[Collection entries]

------------------------------------------------------------

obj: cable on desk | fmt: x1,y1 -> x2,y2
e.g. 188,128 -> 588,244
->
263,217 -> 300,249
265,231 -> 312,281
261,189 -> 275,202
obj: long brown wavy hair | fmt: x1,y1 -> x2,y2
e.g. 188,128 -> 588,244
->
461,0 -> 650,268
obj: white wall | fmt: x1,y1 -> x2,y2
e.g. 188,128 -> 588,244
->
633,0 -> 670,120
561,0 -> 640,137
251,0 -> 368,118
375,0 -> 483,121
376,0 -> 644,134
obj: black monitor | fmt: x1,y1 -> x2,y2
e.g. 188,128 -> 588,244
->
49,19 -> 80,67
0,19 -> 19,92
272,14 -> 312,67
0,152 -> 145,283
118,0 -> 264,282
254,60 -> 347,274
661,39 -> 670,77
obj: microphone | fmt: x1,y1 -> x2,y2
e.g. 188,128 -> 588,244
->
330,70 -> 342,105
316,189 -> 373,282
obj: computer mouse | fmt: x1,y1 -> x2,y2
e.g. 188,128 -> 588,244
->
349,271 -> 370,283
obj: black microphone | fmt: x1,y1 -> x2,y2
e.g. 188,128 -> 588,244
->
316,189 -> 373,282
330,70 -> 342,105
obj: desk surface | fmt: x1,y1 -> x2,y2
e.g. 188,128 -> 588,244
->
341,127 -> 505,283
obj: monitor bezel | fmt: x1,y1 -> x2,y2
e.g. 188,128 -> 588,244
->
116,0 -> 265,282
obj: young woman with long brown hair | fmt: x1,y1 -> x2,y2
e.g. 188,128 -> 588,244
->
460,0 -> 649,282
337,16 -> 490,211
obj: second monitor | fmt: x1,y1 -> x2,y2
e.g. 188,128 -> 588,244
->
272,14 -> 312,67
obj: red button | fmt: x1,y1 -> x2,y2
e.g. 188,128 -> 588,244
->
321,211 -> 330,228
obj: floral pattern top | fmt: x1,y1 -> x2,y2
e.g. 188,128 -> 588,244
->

------------------------------------------------------------

## Stated exercise
Please reproduce every item above line for line, with no changes.

## Solution to this task
obj: cable on desk | fmt: x1,y1 -> x2,y2
e.g. 188,128 -> 588,244
->
263,217 -> 300,249
265,231 -> 312,281
261,189 -> 275,202
obj: long brown wavy hair | fmt: x1,y1 -> x2,y2
e.g. 188,128 -> 588,244
->
461,0 -> 650,268
obj: white wall | fmt: x1,y1 -> x2,y2
e.g. 188,128 -> 588,244
->
633,0 -> 670,120
561,0 -> 640,137
251,0 -> 368,118
375,0 -> 483,121
376,0 -> 644,134
obj: black monitor | fmt: x1,y1 -> x2,y2
e.g. 188,128 -> 588,244
->
49,19 -> 80,67
0,19 -> 19,92
272,14 -> 312,67
0,152 -> 145,283
118,0 -> 264,282
254,60 -> 347,274
661,39 -> 670,77
obj: microphone | fmt: x1,y1 -> x2,y2
e.g. 188,128 -> 588,244
->
330,70 -> 342,105
316,189 -> 373,282
obj: computer mouse | fmt: x1,y1 -> x2,y2
e.g. 188,128 -> 588,244
->
349,271 -> 370,283
obj: black microphone | fmt: x1,y1 -> x2,y2
e.g. 188,128 -> 588,244
->
316,189 -> 373,282
330,70 -> 342,105
obj: desk surface | fmt: x1,y1 -> x2,y2
e.g. 188,128 -> 588,244
->
341,127 -> 505,283
obj: monitor bezel | fmt: x1,y1 -> x2,y2
e.g. 188,128 -> 588,244
->
116,0 -> 265,282
obj: young woman with long brown hair | fmt: x1,y1 -> x2,y2
e.g. 188,128 -> 588,244
->
460,0 -> 649,282
337,16 -> 490,211
obj: second monitor | fmt: x1,y1 -> x2,y2
e.g. 188,128 -> 588,244
->
272,14 -> 312,67
obj: red button | fmt: x1,y1 -> x2,y2
e.g. 188,128 -> 588,244
->
321,211 -> 330,228
obj: floral pattern top | fmt: x1,y1 -> x2,y2
e.g. 188,128 -> 588,244
->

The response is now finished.